▶ _Text segment_:

It wasn’t the sex. Rather, it wasn’t just the sex that drenched Kathy and Jeff Willets and the vice mayor of Fort Lauderdale in infamy.
It was the sex combined with tawdry circumstances and a mighty dollop of hypocrisy that transformed the Broward scandal into a national sensation.
That was the great history lesson of 1991 that Bridget and Christian Ziegler failed to heed in 2023 as the Florida Republican Party’s most fearsome power couple (except, of course, for Ron and Casey) descended into their own self-destructive opprobrium.
Thirty-two years ago, investigators uncovered a list of more than 100 “clients” who had paid $150 a whack for sexual intimacy with office-manager-turned-stripper-turned-prostitute Kathy Willets at her suburban Tamarac home. While her cop-turned-pimp-turned-voyeur-husband Jeff secretly watched from a bedroom closet.
But it was the arch hypocrite on the client list who fascinated supermarket tabloids and TV titillation-mongers like Geraldo Rivera and Maury Povich.
Holier-than-the-rest-of-us Doug Danziger had made a name for himself on the Fort Lauderdale City Commission as a moral crusader — the bane of strip clubs, adult bookstores, pornographic video shops, late night bars and other purveyors of impiety.
But the vice mayor’s reputation as sin-killer-in-chief was undone by media descriptions of Deacon Doug, born-again arbiter of everyone else’s morality, having a wallow with a BSO deputy’s wife on an undulating king-size waterbed.
The Willets could have warned the Zieglers of Sarasota that a tsunami of notoriety was about to engulf their lives and sabotage their colossal ambitions. Except their downfall, a fast train coming, will be much more profound than Danziger’s ignominious exit from city politics.
When a Google search of political aspirants yields terms like “threesome,” “three-way” and “ménage à trois,” up-and-comers might be better described as down-and-soon-to-be-outers. Worse still, Sarasota police listed the participating trio as Bridget, Christian and “REDACTED” because of the third person’s status as a possible victim of sexual assault at the hands of Christian.
Christian’s ouster as chair of the Republican Party of Florida could come Sunday when the party’s executive board meets in Orlando. In a desperate and likely futile letter claiming sexual assault allegations against him were lies, Christian wrote, “We have a country to save, and I am not going to let false allegations of a crime put that mission on the bench as I wait for this process to wrap up.”
The letter did nothing for poor Bridget, the co-founder of Moms for Liberty, a gaggle of vigilantes hellbent on banning schoolbooks that explore race, gender or any form of sexuality not featured on “Leave It To Beaver.” Her problem is that her Lothario husband’s defense against criminal charges hinges on the premise that the moral crusading Zieglers are actually raving hypocrites.

▶ _Listed records_:
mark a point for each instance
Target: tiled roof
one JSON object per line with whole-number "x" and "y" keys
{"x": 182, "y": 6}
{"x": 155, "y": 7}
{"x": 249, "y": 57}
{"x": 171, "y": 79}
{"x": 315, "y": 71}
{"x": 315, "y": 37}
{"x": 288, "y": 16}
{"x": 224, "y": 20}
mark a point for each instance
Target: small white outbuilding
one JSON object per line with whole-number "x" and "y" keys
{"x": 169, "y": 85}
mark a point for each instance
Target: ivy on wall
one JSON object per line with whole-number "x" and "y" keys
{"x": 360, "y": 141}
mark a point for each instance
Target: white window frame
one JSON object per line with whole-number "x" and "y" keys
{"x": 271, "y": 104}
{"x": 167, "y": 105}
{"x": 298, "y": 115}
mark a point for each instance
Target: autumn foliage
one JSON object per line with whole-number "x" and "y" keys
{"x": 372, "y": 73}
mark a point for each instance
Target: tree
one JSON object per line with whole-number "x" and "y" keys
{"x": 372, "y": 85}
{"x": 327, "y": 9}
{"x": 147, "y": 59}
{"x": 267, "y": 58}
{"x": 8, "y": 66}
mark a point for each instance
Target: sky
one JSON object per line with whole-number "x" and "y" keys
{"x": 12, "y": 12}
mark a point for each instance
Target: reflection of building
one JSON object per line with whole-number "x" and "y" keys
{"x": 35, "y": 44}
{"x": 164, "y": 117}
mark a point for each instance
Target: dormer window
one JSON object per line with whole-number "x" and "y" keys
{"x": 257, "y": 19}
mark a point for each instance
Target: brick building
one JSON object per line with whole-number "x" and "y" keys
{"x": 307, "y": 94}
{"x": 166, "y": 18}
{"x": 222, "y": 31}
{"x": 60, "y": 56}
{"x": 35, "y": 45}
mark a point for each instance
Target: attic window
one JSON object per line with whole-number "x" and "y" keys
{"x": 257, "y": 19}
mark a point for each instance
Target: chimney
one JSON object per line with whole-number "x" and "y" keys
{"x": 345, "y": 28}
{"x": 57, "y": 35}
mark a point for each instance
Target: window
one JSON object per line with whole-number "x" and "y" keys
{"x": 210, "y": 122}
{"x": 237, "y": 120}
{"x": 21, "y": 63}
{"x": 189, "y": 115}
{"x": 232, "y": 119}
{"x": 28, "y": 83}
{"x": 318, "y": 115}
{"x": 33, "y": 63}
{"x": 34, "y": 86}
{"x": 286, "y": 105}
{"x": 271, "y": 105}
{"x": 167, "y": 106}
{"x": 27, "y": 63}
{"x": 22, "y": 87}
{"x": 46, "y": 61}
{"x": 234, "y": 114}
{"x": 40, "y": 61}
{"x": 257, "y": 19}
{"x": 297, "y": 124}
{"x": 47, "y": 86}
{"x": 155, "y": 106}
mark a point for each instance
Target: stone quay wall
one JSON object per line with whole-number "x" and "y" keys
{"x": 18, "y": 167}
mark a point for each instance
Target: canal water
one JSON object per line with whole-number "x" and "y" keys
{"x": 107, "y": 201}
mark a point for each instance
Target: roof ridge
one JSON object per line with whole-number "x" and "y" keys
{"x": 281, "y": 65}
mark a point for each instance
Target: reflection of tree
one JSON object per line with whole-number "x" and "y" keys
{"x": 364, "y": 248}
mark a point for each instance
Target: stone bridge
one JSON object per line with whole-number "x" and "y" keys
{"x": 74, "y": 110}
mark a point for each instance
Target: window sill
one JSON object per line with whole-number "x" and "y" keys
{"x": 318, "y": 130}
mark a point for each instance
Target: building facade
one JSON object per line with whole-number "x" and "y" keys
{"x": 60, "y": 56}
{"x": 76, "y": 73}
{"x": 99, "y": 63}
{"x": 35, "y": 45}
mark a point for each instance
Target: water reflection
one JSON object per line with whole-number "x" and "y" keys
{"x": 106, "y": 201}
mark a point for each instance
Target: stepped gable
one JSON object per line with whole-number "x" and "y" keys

▶ _Task 1_:
According to the opinion column on the Ziegler scandal, where will the Florida Republican Party's executive board meet on Sunday?
▶ _Task 2_:
Extend the opinion column on the Ziegler scandal, picking up right after its last sentence.

▶ _Answer space 1_:
Orlando

▶ _Answer space 2_:
Christian claims the sexual encounter with his Sarasota accuser was consensual. Not rape. Both Christian and Bridget told police that, after all, this same woman had joined them in a ménage à trois last year. They had planned another tryst on October 2, except Bridget couldn’t make it.
The accuser claimed that when she refused a solo Christian, he forced her. He countered that the sex was consensual. Just like last year’s threesome.
And maybe that explanation will keep him out of jail, but the Zieglers’ references to a three-way affair hardly jibes with their cultivated persona as Mr. and Mrs. Family Values.
Earlier this year, Ron DeSantis appointed Bridget to his to-hell-with-Disney oversight board, thinking she was the kind of culture warrior who’d force the media giant to adhere to his idea of family entertainment. Threesomes, however, don’t fit the DeSantis agenda.
She hasn’t resigned from the oversight board — not yet — nor did she quit her seat on the Sarasota School Board despite a 4-1 (non-binding) vote Tuesday to toss her. (Discussions at the meeting included multiple variations of “hypocrite.”)
Sure, the beleaguered Zieglers’ future looks bleak, but the 1991 Willets case might show them a way forward. The Willets’ often whacky lawyer, Ellis Rubin, contrived a very, very novel legal defense: They couldn’t help themselves, given that Kathy suffered from acute nymphomania brought on by a Prozac prescription, while poor Jeff (who died of cancer last year in Toledo, Ohio) was impotent. Something had to give.
Rubin’s argument failed to keep the Willets out of jail, but its very absurdity brought more notoriety, which Kathy parlayed into a second career as a celebrity stripper. And a layout in Playboy Magazine.
As the Zieglers’ political ambitions go kaput, they should consider a Willets-style second career as sex celebrities. Say what you want about Kathy and Jeff, but unlike Danziger and the Zieglers, they weren’t hypocrites.